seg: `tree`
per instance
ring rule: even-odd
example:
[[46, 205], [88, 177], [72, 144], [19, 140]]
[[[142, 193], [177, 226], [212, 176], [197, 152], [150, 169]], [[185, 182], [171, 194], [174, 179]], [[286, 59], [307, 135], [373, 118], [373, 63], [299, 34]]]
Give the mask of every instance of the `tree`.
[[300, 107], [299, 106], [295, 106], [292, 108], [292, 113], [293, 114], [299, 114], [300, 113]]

-*-

Your assignment: In the material above, find the line with "ring rule: even-odd"; then retype it and every line after it through the last, exactly as written.

Written solution:
ring rule: even-odd
example:
[[46, 205], [88, 177], [72, 144], [19, 140]]
[[[142, 193], [177, 226], [212, 176], [197, 152], [150, 169]], [[185, 182], [171, 194], [174, 179]], [[286, 59], [307, 135], [373, 118], [373, 63], [299, 34]]]
Give the mask of every instance of the `tree`.
[[300, 107], [299, 106], [295, 106], [292, 108], [292, 113], [293, 114], [299, 114], [300, 113]]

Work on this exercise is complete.